* YOUR GOAL *
Repeat each entry below exactly as it stands.

* Entries taken from a collection *
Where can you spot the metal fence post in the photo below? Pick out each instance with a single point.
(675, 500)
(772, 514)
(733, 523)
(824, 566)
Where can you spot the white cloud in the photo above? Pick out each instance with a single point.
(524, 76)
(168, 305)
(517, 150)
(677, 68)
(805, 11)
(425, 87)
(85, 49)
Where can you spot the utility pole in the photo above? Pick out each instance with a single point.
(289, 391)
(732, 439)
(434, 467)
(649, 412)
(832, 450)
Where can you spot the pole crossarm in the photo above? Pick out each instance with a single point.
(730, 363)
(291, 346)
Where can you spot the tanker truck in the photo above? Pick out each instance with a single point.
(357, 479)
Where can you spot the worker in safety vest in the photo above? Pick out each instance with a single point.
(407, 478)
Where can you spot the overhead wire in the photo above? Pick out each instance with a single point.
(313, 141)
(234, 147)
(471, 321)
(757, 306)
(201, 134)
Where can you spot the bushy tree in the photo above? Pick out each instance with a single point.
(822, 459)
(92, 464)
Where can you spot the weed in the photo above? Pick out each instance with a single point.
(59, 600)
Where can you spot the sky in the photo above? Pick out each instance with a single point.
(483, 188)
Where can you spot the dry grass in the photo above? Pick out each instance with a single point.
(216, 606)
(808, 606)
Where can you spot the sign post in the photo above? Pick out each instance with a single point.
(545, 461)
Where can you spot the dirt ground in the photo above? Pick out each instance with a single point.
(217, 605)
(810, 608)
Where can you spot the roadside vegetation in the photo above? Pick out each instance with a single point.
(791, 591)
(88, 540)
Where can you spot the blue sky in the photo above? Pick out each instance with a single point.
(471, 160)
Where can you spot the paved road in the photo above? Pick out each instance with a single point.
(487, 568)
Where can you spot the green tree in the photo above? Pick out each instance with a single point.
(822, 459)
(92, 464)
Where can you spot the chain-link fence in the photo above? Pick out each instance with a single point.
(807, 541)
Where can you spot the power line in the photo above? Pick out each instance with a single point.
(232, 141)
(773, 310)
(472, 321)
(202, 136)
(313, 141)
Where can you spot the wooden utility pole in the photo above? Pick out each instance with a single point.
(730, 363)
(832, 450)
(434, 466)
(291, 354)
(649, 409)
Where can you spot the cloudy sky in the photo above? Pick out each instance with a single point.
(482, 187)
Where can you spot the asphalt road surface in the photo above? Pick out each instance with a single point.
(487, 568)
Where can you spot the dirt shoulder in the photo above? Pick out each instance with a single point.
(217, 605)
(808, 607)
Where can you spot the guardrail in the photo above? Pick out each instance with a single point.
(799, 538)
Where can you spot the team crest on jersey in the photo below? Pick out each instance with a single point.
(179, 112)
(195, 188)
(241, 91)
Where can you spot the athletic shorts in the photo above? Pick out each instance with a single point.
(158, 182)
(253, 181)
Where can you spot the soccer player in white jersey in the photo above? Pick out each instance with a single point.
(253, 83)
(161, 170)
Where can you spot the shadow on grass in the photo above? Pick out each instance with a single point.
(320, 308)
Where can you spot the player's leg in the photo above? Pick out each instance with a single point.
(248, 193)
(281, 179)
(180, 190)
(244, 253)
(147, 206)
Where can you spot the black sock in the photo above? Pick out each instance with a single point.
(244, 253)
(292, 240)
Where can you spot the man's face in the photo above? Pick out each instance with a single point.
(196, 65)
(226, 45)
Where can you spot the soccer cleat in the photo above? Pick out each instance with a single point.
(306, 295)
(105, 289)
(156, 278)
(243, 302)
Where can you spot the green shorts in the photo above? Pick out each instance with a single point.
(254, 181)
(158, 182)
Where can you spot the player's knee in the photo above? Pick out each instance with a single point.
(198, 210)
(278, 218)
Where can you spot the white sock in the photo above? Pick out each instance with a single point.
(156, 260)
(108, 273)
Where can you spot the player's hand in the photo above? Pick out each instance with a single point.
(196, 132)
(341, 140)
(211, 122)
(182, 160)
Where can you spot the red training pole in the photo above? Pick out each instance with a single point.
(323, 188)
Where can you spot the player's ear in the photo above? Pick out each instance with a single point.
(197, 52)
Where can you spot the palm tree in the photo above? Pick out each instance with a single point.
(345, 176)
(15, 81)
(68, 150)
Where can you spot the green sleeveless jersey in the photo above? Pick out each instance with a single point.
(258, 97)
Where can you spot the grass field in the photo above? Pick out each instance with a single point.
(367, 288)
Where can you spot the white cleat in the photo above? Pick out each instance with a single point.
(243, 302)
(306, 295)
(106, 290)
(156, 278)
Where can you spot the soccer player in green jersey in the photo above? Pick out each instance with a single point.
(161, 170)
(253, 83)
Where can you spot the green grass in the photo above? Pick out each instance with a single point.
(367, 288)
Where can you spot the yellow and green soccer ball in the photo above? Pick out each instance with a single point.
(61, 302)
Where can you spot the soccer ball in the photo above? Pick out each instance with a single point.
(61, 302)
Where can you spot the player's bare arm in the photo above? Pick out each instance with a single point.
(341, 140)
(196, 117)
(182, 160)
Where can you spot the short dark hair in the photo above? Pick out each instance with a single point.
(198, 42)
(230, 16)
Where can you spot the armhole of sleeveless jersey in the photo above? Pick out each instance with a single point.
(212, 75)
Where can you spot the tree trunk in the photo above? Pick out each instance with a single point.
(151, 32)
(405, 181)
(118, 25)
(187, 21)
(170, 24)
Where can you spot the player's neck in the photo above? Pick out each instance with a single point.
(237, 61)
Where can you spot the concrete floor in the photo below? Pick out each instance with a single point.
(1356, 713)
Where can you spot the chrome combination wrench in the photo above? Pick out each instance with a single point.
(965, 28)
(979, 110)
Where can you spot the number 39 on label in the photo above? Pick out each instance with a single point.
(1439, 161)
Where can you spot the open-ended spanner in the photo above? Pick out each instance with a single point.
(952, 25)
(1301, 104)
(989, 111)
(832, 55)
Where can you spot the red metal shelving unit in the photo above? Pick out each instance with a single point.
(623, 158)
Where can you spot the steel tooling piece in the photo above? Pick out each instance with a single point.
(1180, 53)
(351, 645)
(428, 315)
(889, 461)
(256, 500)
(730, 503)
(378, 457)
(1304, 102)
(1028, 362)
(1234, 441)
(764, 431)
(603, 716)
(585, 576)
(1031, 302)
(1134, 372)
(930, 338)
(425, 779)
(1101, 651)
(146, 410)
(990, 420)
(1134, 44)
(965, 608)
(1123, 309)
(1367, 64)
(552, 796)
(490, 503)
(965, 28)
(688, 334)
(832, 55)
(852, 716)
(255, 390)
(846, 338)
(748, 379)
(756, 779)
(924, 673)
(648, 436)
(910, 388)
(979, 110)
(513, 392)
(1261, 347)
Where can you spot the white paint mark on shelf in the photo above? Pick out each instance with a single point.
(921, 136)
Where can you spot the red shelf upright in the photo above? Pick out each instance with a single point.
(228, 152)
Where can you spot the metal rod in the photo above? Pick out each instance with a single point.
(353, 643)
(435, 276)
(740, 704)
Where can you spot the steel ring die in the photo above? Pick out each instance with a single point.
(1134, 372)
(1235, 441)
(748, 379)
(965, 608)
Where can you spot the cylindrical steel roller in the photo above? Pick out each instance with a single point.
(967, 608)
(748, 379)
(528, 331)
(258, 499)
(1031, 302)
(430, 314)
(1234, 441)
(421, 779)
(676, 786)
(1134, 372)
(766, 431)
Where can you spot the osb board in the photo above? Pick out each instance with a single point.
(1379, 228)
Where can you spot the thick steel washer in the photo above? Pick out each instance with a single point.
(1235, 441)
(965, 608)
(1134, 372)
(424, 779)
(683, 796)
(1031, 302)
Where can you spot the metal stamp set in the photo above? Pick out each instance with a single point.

* TASK RESPONSE *
Where can you spot the metal fence post in the photo below? Pick out each instance with a single point.
(675, 500)
(772, 514)
(733, 523)
(824, 566)
Where can you spot the white cloud in the photo above? Pick out each instance with a single point.
(524, 76)
(168, 305)
(517, 150)
(677, 68)
(805, 11)
(425, 87)
(85, 49)
Where can you spot the utility pole in the photo above? Pick out each instance with a single point.
(289, 391)
(732, 439)
(434, 467)
(649, 412)
(832, 450)
Where can you spot the pole crossarm in the photo above? Pick out each instance with a single point.
(730, 363)
(291, 346)
Where can you spot the tanker truck in the photo above? Pick out each instance with a single point.
(357, 479)
Where can you spot the worker in safety vest in the photo above? Pick out each instance with a single point.
(407, 478)
Where can you spot the overhead wire in the photo above? Pick out each instance with a single point.
(313, 141)
(234, 147)
(471, 321)
(757, 306)
(201, 134)
Where can you spot the bushy tree in the photo above? Pick out each instance with a single point.
(822, 459)
(92, 464)
Where can you spot the weed in the photo above? Pick out each instance with a single point.
(59, 600)
Where can you spot the sky in the photo above? Pick out each instance with a single point.
(483, 188)
Where can you spot the dry grass in the photo above? Pick out each instance with a single point.
(216, 606)
(808, 606)
Where can you spot the sign post in the photo above? Pick out each instance with a single point.
(545, 461)
Where can you spot the dirt ground in the photo above? Pick out each instance with a single point.
(217, 605)
(810, 608)
Where can you spot the roadside vegetation in the photo above? Pick out each instance with a single point.
(791, 591)
(88, 540)
Where can you spot the blue sky in the photo above? Pick out each instance with a single point.
(471, 160)
Where can you spot the paved road in the photo above? Pick out each instance with a single point.
(487, 568)
Where can you spot the green tree in the photo above? Pick out each instance with a single point.
(822, 459)
(92, 464)
Where can you spot the chain-link fence in the photo above? Pick out each instance with a single point.
(807, 541)
Where can you spot the power line in the photo above? Pick out each instance with a single point.
(232, 141)
(773, 310)
(472, 321)
(202, 136)
(313, 141)
Where can you spot the wooden utility pole in the photo above? Pick out each instance with a single point.
(730, 363)
(832, 450)
(434, 466)
(291, 354)
(649, 409)
Where can you spot the cloudy sky in the photo above? Pick out each instance with a single point.
(482, 187)
Where can you spot the asphalt road surface in the photo above? Pick out each instance with a single point.
(487, 568)
Where can you spot the dirt shoulder in the photo above? Pick out each instance with a single point.
(217, 605)
(808, 607)
Where can you spot the guardrail in the photo above? Pick out each instance with a single point.
(799, 538)
Where can you spot the team crest on jersey in the photo below? Pick out each instance with a single point.
(179, 112)
(195, 188)
(241, 91)
Where can you spot the athletic shorts in the photo above? Pick out each instance with a single point.
(158, 182)
(253, 181)
Where can you spot the soccer player in white jersey in the photo above? Pick out each instance with a single point.
(253, 83)
(161, 170)
Where can you spot the shadow on grass in the photo above? Pick out each instance with a single point.
(320, 308)
Where can you spot the player's leg in the photo above? Pick out each instance with a single point.
(248, 193)
(281, 179)
(180, 190)
(244, 253)
(147, 206)
Where can you spot the black sock in the photo above? Pick out each instance with a single point.
(244, 253)
(292, 240)
Where can you spot the man's face in the photo above? Pick out each instance with a single point.
(196, 65)
(226, 45)
Where can you spot the soccer cleat in the photo above? Pick out each instance with a single point.
(306, 295)
(105, 289)
(156, 278)
(243, 302)
Where can you spot the green shorts in the photo above? Pick out each instance with a single point.
(254, 181)
(158, 182)
Where can you spot the player's knee in the photo above? Pick out each instance with a single point.
(198, 210)
(278, 218)
Where can you spot the white sock in the photo above? Pick out each instance with a single point.
(156, 260)
(108, 273)
Where can you spot the player's hand in the photo above? Pick out each instance with a single point.
(196, 132)
(341, 140)
(211, 122)
(182, 160)
Where can you spot the red training pole in the photo above? Pick out each instance with a single point.
(323, 188)
Where can you spot the player's ear in the photo above? Pick out each instance with a single point.
(197, 52)
Where can you spot the palm tree in the photo above? Pick out each instance with a single point.
(345, 176)
(15, 81)
(68, 150)
Where can you spot the green sleeveless jersey in the photo above? Pick out each instance with a single point.
(258, 97)
Where can you spot the grass field in the photo above? Pick out each instance with a single point.
(367, 288)
Where can you spot the white cleat in the photo above? Pick out each instance with a single point.
(243, 302)
(306, 295)
(106, 290)
(156, 278)
Where can you spot the soccer player in green jersey in the photo above? Pick out each instance with a single point.
(161, 170)
(253, 83)
Where can you spot the green grass in the photo above? Pick out each instance with a single point.
(367, 288)
Where can you spot the yellow and green soccer ball in the photo above? Pick out each instance with a single point.
(61, 302)
Where can you spot the soccer ball in the photo above? Pick out each instance with a single point.
(61, 302)
Where can you spot the player's bare arm in the photo above? Pick out each instance with a single point.
(341, 140)
(196, 117)
(182, 160)
Where can you spot the short dark hair in the photo above? Pick out each instance with a single point.
(198, 42)
(230, 16)
Where can you spot the armhole of sleeveless jersey in the photo above? Pick out each instance with a single point.
(212, 75)
Where can you spot the tree trunk in the photo above? Pick out each instance with a single point.
(151, 32)
(405, 181)
(118, 25)
(187, 21)
(170, 24)
Where can you spot the player's neck in the photo above? Pick out each instance with a single point.
(237, 61)
Where can you spot the concrete floor in the photo below? Pick out each instance with a single point.
(1356, 713)
Where can you spot the chrome combination wrench in the photo above? Pick out each instance with a single point.
(965, 28)
(979, 110)
Where can you spot the number 39 on label in the photo above? Pick out each instance with a single point.
(1439, 161)
Where can you spot the open-ended spanner in the photo above? Pick out each instance with a single point.
(952, 25)
(1301, 104)
(989, 111)
(832, 55)
Where can you spot the red metal shelving unit in the photo above? Pick out each instance with a single point.
(623, 158)
Where can you spot the steel tooling piece in the photo above? Pick out each instance with a single point.
(1180, 53)
(351, 645)
(428, 315)
(889, 461)
(256, 500)
(730, 503)
(378, 457)
(1304, 102)
(1028, 362)
(1234, 441)
(764, 431)
(603, 716)
(585, 576)
(1031, 302)
(1134, 372)
(930, 338)
(425, 779)
(1101, 651)
(146, 410)
(990, 420)
(1134, 44)
(965, 608)
(1123, 309)
(1367, 64)
(552, 796)
(490, 503)
(965, 28)
(688, 334)
(832, 55)
(852, 716)
(255, 390)
(846, 338)
(748, 379)
(756, 779)
(924, 673)
(648, 436)
(910, 388)
(979, 110)
(513, 392)
(1261, 347)
Where can you spot the white paint mark on shelf in the photo above? Pick out each instance with a single point.
(921, 136)
Where can you spot the red shelf upright in the photo above? Pick out each instance with a single point.
(228, 152)
Where can you spot the metal rod in the photo above? Pick out each instance with a single point.
(353, 643)
(435, 276)
(740, 704)
Where can you spot the steel ring die in the photo above? Pick out each instance with a single point.
(1134, 372)
(1235, 441)
(748, 379)
(965, 608)
Where can you spot the cylindrical steel roller in the photo above? Pick out each instance with a single point.
(967, 608)
(748, 379)
(528, 331)
(258, 499)
(1031, 302)
(430, 314)
(1234, 441)
(421, 779)
(676, 786)
(1134, 372)
(766, 431)
Where can you spot the osb board in the photo above? Pick out each instance with a single point.
(1379, 228)
Where can you spot the thick steel washer in the photo above? Pick out each instance with a single point.
(1235, 441)
(965, 608)
(1134, 372)
(424, 779)
(683, 796)
(1031, 302)
Where can you spot the metal stamp set in the photo above? Pick out each instance with a single point.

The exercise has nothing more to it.